▶ _WORK TO COMPLETE_
Produce a verbatim transcription of the records below, beginning at the line containing "Q: For the person in" and ending at the final line; include only those lines.

▶ _ROWS_

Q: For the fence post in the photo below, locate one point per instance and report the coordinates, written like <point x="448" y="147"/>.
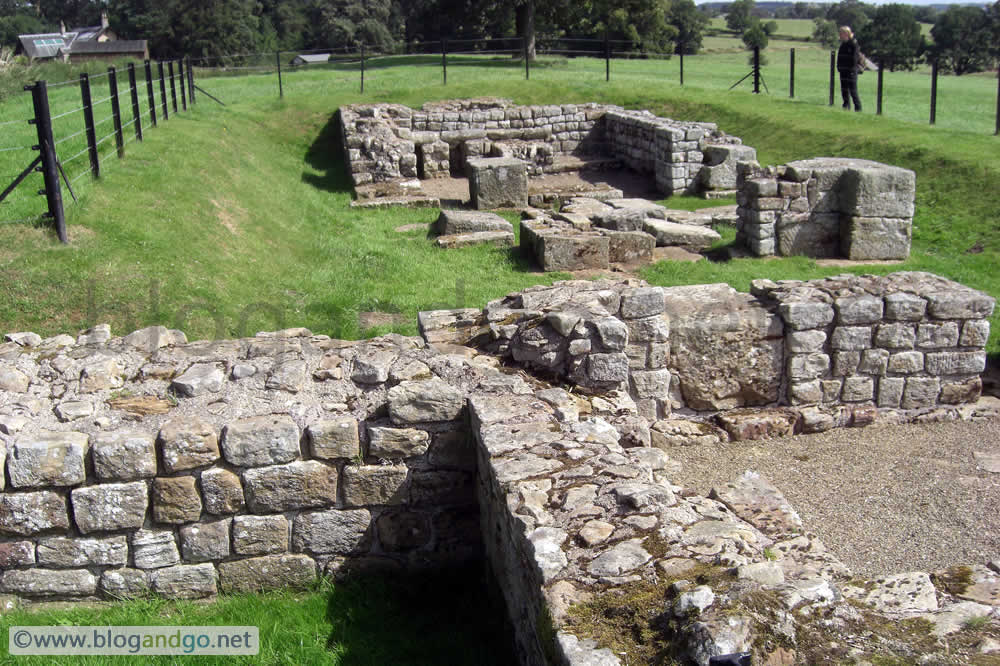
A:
<point x="163" y="92"/>
<point x="277" y="61"/>
<point x="833" y="68"/>
<point x="88" y="119"/>
<point x="878" y="109"/>
<point x="527" y="69"/>
<point x="50" y="166"/>
<point x="173" y="87"/>
<point x="607" y="56"/>
<point x="933" y="91"/>
<point x="116" y="112"/>
<point x="180" y="75"/>
<point x="134" y="94"/>
<point x="150" y="94"/>
<point x="444" y="59"/>
<point x="190" y="81"/>
<point x="756" y="70"/>
<point x="791" y="75"/>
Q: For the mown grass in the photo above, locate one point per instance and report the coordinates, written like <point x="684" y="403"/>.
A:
<point x="441" y="618"/>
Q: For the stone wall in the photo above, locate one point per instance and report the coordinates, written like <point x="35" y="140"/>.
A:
<point x="385" y="142"/>
<point x="827" y="207"/>
<point x="148" y="464"/>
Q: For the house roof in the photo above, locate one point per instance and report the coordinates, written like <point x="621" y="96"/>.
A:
<point x="137" y="46"/>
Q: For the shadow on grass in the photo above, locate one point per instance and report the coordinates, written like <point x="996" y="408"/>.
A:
<point x="442" y="618"/>
<point x="326" y="155"/>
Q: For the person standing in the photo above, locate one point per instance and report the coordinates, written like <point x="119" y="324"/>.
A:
<point x="849" y="64"/>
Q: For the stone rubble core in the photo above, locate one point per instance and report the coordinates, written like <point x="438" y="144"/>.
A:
<point x="146" y="464"/>
<point x="391" y="143"/>
<point x="826" y="207"/>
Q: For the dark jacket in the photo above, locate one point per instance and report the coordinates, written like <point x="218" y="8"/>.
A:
<point x="849" y="58"/>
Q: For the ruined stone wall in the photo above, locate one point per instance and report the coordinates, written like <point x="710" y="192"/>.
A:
<point x="148" y="464"/>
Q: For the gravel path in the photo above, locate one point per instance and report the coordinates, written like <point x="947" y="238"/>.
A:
<point x="884" y="499"/>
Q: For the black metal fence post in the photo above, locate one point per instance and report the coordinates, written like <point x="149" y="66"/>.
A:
<point x="173" y="87"/>
<point x="791" y="75"/>
<point x="191" y="81"/>
<point x="163" y="91"/>
<point x="833" y="69"/>
<point x="756" y="70"/>
<point x="180" y="77"/>
<point x="151" y="95"/>
<point x="134" y="94"/>
<point x="881" y="71"/>
<point x="277" y="61"/>
<point x="116" y="112"/>
<point x="933" y="91"/>
<point x="50" y="165"/>
<point x="88" y="119"/>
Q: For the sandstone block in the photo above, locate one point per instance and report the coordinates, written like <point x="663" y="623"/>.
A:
<point x="110" y="506"/>
<point x="261" y="440"/>
<point x="188" y="443"/>
<point x="297" y="485"/>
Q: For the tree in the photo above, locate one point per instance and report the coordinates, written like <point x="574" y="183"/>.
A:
<point x="739" y="15"/>
<point x="892" y="38"/>
<point x="962" y="38"/>
<point x="825" y="32"/>
<point x="690" y="22"/>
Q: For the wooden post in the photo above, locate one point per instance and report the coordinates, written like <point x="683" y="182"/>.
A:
<point x="791" y="75"/>
<point x="88" y="119"/>
<point x="136" y="120"/>
<point x="116" y="112"/>
<point x="150" y="94"/>
<point x="50" y="165"/>
<point x="163" y="92"/>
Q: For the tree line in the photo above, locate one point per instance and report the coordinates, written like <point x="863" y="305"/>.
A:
<point x="203" y="28"/>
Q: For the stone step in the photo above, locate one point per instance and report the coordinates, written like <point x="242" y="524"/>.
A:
<point x="685" y="235"/>
<point x="495" y="238"/>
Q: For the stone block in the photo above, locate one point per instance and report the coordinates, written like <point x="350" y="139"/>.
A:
<point x="176" y="500"/>
<point x="110" y="506"/>
<point x="205" y="542"/>
<point x="49" y="583"/>
<point x="337" y="532"/>
<point x="876" y="238"/>
<point x="123" y="455"/>
<point x="222" y="491"/>
<point x="335" y="438"/>
<point x="186" y="581"/>
<point x="366" y="485"/>
<point x="397" y="443"/>
<point x="573" y="252"/>
<point x="920" y="392"/>
<point x="68" y="553"/>
<point x="297" y="485"/>
<point x="48" y="459"/>
<point x="261" y="440"/>
<point x="154" y="549"/>
<point x="268" y="572"/>
<point x="497" y="182"/>
<point x="260" y="535"/>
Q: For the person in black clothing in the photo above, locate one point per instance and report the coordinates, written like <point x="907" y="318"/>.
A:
<point x="849" y="64"/>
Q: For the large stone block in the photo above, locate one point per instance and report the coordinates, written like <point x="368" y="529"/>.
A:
<point x="123" y="455"/>
<point x="261" y="440"/>
<point x="297" y="485"/>
<point x="268" y="572"/>
<point x="48" y="459"/>
<point x="110" y="506"/>
<point x="497" y="182"/>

▶ _REPLY TO THE TASK_
Q: For the person in black clothing in the photo above, locate one point per instance and report the coordinates, written like <point x="907" y="318"/>.
A:
<point x="849" y="64"/>
Q: For the large stone block in the photo above, locate one point per instance and report the coordinates, written like <point x="368" y="529"/>.
A:
<point x="123" y="455"/>
<point x="261" y="440"/>
<point x="297" y="485"/>
<point x="268" y="572"/>
<point x="48" y="459"/>
<point x="110" y="506"/>
<point x="497" y="182"/>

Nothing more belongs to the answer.